# [Consignes de travail]
A. D'après le texte sur le refus politique de l'armée, en quelle année a eu lieu la révolte des marins de la mer Noire ?
B. Rédigez la suite du texte sur le refus politique de l'armée, à partir de sa dernière phrase.

# [Texte de la page]
La Presse Anarchiste

Pour un refus politique de l’armée

Cent ans après la Com­mune de Paris et les leçons tirées par les révo­lu­tion­naires les plus conscients (Marx, Bakou­nine, Luxem­bourg…) quelles sont les posi­tions du mou­ve­ment révo­lu­tion­naire actuel face au mili­ta­risme de l’État moderne ? Les orga­ni­sa­tions tra­di­tion­nelles du pro­lé­ta­riat ont com­plè­te­ment tra­hi l’antimilitarisme en entrant dans l’Union sacrée en 1914, sur­tout les syn­di­cats ; seule une mino­ri­té com­po­sée d’anarchistes, de syn­di­ca­listes révo­lu­tion­naires, de paci­fistes et de mar­xistes révo­lu­tion­naires a résis­té à ce courant.

La seule résis­tance réelle (mais qui est res­tée inef­fi­cace) fut la résis­tance indi­vi­duelle : la déser­tion, l’insoumission, l’objection de conscience. La résis­tance col­lec­tive fut spon­ta­née et vite répri­mée : muti­ne­rie de 1917, révolte des marins de la mer Noire en 1921 ; elle ne fut sou­te­nue par aucune orga­ni­sa­tion exis­tante, excep­té quelques groupes d’anarchistes.

L’antimilitarisme réap­pa­rut au sein du PC nais­sant, dès 1921, grâce aux tra­di­tions anarcho‑syndicalistes, mais encore plus par oppor­tu­nisme, pour sou­te­nir la révo­lu­tion en Rus­sie, du moins le pou­voir bol­che­vik. Le peuple russe n’eut pas de peine à détruire l’appareil mili­taire de l’État tsa­riste, celui‑ci s’étant dis­sous dans la débâcle de 1917, en voie de dégé­né­res­cence depuis 1905. Mal­heu­reu­se­ment, au lieu d’achever ce pro­ces­sus de dis­so­lu­tion de l’appareil éta­tique, Lénine et Trots­ky recons­ti­tuèrent un nou­vel appa­reil, sur les mêmes bases d’obligation mili­taire, mal­gré une déro­ga­tion pour les tol­stoïens admis au ser­vice sani­taire. Les cadres de l’Armée rouge furent en par­tie des anciens offi­ciers tsa­ristes « ral­liés » à la révo­lu­tion et des membres du par­ti bol­che­vik, « com­mis­saires poli­tiques », c’est‑à‑dire qu’il n’y avait aucune démo­cra­tie réelle.

# [Jeu de données]
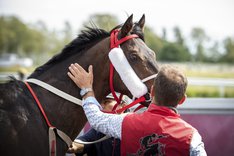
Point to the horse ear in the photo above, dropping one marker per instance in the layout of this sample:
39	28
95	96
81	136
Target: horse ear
126	28
141	22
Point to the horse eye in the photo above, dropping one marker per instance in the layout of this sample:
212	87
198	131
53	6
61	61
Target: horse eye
133	56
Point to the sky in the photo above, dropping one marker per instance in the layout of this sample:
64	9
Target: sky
216	17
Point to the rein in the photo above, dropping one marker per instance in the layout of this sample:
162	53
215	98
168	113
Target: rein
52	130
114	42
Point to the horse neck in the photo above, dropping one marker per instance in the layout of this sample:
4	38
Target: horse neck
64	115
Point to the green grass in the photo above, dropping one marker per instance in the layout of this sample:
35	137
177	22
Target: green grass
207	91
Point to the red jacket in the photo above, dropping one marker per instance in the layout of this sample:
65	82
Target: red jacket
158	131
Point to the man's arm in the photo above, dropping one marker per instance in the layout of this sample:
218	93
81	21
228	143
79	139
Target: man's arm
109	124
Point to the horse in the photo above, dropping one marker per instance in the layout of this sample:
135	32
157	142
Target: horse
23	129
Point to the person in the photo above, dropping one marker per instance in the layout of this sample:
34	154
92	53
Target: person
110	146
157	131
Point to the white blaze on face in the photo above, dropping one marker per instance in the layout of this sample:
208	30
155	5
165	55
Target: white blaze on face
127	74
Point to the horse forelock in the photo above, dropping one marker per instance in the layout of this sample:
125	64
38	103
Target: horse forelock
135	30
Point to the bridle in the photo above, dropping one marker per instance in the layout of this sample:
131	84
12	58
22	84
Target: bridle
52	129
114	42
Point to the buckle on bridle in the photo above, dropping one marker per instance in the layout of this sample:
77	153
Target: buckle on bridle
148	97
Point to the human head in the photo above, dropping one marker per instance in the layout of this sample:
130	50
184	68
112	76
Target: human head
169	86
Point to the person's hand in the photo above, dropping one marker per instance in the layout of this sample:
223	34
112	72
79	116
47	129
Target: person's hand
81	78
76	148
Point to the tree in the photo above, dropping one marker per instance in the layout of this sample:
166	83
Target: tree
199	36
178	36
174	52
229	50
152	40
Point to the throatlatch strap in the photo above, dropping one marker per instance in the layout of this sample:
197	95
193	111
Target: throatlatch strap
114	42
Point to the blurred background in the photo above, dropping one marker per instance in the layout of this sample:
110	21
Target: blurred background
197	36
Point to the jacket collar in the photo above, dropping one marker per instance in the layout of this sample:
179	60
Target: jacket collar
163	110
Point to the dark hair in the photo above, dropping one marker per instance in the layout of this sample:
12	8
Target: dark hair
170	86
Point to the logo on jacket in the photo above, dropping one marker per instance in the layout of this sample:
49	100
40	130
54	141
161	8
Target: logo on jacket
151	146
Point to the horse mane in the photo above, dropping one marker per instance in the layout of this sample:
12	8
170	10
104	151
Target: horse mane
85	40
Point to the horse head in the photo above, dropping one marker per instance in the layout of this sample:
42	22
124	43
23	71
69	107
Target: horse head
140	57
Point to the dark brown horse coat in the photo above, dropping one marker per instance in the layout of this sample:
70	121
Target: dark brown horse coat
23	130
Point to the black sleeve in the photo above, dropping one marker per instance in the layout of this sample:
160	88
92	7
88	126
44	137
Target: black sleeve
91	135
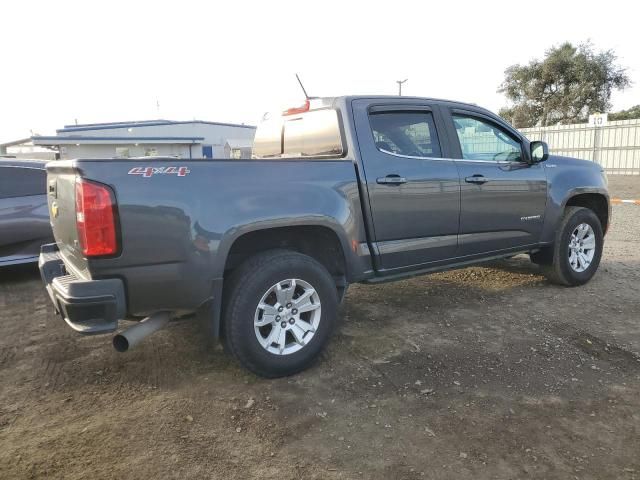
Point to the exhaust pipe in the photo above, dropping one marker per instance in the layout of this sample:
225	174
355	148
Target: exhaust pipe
130	337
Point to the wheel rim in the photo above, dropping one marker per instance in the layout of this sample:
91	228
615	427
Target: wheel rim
582	247
287	316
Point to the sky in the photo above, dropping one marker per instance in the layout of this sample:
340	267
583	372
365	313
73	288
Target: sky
232	61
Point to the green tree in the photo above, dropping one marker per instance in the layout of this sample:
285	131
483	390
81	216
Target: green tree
629	114
564	87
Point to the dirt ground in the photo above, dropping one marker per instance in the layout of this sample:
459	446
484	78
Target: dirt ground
487	372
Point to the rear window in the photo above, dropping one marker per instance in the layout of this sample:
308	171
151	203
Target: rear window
311	134
22	181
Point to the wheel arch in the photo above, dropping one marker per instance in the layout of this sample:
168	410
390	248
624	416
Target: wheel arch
595	200
321	241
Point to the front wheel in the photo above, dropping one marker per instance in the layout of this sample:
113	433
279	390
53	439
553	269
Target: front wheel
577	248
281	312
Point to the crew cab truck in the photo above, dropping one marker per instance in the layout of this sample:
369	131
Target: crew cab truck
341	190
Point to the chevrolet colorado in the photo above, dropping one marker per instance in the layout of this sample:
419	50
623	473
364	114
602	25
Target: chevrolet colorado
342	190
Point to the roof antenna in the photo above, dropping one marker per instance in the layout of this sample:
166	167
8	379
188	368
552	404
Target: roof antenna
303	89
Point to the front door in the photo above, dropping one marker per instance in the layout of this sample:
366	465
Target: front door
503	194
414	191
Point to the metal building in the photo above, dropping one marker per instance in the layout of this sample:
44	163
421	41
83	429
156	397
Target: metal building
188	139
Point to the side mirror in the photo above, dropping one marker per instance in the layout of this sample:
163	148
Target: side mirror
539	151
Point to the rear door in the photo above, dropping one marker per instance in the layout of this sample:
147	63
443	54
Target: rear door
503	194
413	188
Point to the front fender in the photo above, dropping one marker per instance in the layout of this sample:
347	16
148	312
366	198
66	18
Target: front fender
568	178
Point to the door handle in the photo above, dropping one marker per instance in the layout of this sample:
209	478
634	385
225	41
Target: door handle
391	180
477	179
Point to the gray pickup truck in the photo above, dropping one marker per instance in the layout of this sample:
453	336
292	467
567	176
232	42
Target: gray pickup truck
341	190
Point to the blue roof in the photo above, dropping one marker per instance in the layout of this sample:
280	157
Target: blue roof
141	123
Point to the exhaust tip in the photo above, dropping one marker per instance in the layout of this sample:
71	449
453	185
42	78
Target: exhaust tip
120	343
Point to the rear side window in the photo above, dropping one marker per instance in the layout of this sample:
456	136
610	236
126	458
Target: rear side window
483	140
410	134
312	134
22	182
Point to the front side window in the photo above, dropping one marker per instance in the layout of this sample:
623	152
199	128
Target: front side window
411	134
482	140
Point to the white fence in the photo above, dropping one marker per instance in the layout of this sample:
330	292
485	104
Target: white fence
615	146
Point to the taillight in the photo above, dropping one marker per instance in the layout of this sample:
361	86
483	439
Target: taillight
95	219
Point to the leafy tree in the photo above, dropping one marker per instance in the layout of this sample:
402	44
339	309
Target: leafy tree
629	114
565	87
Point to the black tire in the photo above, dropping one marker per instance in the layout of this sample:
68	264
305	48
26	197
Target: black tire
248	283
559	271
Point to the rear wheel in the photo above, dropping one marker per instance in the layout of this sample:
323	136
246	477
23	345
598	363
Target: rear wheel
577	248
280	313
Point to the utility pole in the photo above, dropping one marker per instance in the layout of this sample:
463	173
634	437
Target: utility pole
400	82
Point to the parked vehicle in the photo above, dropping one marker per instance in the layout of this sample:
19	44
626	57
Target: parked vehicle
24	215
342	190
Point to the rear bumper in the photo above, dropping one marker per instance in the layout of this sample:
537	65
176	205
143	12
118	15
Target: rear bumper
88	306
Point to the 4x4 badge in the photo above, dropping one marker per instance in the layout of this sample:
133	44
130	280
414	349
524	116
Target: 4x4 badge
150	171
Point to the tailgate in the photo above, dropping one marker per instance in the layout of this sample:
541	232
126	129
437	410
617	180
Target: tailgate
61	181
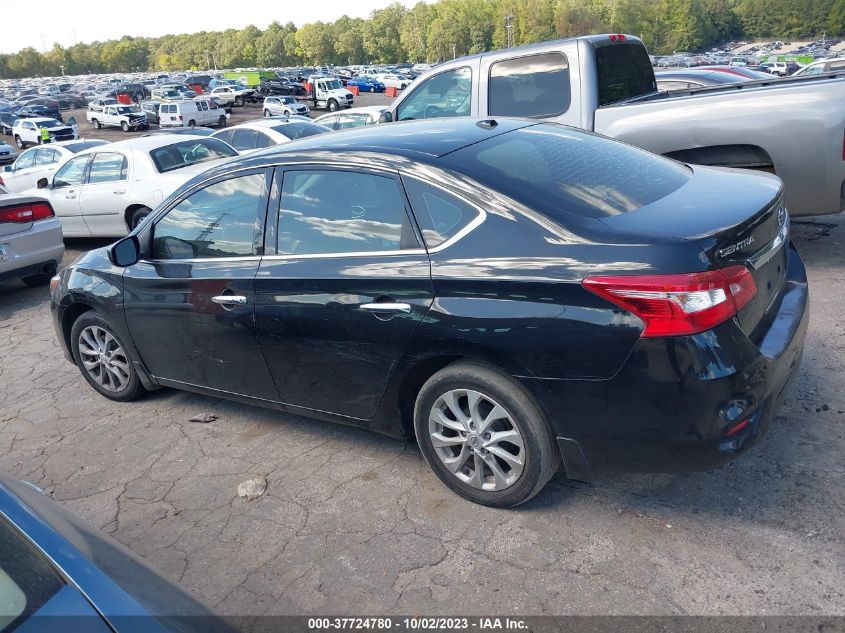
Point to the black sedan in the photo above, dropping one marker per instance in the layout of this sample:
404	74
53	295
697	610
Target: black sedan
514	294
60	574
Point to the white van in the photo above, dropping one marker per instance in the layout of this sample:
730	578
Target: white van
191	113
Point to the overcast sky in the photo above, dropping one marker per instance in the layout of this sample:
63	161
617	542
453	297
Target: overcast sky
69	23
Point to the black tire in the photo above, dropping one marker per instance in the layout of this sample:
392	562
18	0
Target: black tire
133	388
138	216
541	457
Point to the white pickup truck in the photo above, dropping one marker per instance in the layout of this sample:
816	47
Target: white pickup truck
329	93
122	116
793	127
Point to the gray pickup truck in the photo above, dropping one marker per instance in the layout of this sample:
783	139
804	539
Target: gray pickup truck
605	83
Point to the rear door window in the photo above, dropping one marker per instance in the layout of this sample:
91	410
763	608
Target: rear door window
532	86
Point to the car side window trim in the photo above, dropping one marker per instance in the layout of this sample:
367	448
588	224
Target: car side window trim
466	230
258	238
271	252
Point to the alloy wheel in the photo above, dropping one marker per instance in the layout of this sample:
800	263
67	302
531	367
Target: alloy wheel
476	439
104	358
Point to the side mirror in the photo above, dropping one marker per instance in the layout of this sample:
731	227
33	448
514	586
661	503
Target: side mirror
125	252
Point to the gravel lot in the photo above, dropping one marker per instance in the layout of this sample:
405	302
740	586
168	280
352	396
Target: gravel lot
354	523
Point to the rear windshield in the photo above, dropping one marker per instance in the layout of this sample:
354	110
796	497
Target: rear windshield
299	130
560	171
190	152
624	72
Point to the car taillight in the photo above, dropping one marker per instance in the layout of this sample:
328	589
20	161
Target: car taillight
674	305
27	212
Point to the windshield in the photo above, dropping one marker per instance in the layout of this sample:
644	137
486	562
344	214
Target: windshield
79	147
557	171
184	153
299	130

# [Résultats finaux]
A. En 1921.

B.
L’autodéfense de la révo­lu­tion, au lieu d’être prise en charge direc­te­ment et tota­le­ment par les soviets (comme ils le furent en Ukraine et comme le vou­laient les marins et les tra­vailleurs de Crons­tadt), fut liqui­dée au pro­fit de l’Armée rouge sous les ordres de Trots­ky. La même erreur fut répé­tée pen­dant la révo­lu­tion espa­gnole : les milices popu­laires furent créées au début par les orga­ni­sa­tions poli­tiques et syn­di­cales pour défendre la révo­lu­tion, mais aus­si leurs inté­rêts res­pec­tifs (conflits entre les milices ouvrières anar­chistes de la CNT et les bri­gades inter­na­tio­nales d’obédience « sta­li­nienne » et aus­si conflit avec la Garde répu­bli­caine…). En Cata­logne, fut réa­li­sée pen­dant un moment, en 1936, l’unité de toutes les milices indé­pen­dam­ment du pou­voir cen­tral et de l’armée répu­bli­caine. Mais la situa­tion était de plus en plus pré­caire, les fas­cistes armant à outrance Fran­co sans qu’aucune oppo­si­tion inter­na­tio­nale ne s’y oppo­sât. D’un autre côté, la révo­lu­tion se ven­dait à la Rus­sie de Sta­line, ce ven­deur d’armes, avec des contre­par­ties favo­rables aux « com­mu­nistes » entrés au gou­ver­ne­ment : com­mis­saires poli­tiques dans les bri­gades inter­na­tio­nales, direc­tion de l’armée répu­bli­caine et ensuite écra­se­ment des réa­li­sa­tions révo­lu­tion­naires en 1937.

Pour nous, il est évident que le refus du ser­vice mili­taire s’inscrit réel­le­ment dans une pers­pec­tive révo­lu­tion­naire : la non‑collaboration au mili­ta­risme per­met de mener une lutte beau­coup plus effi­cace contre les struc­tures répres­sives de la socié­té bour­geoise et de mar­quer en même temps la soli­da­ri­té la plus effec­tive avec les cama­rades révo­lu­tion­naires dans le tiers monde se bat­tant contre l’impérialisme.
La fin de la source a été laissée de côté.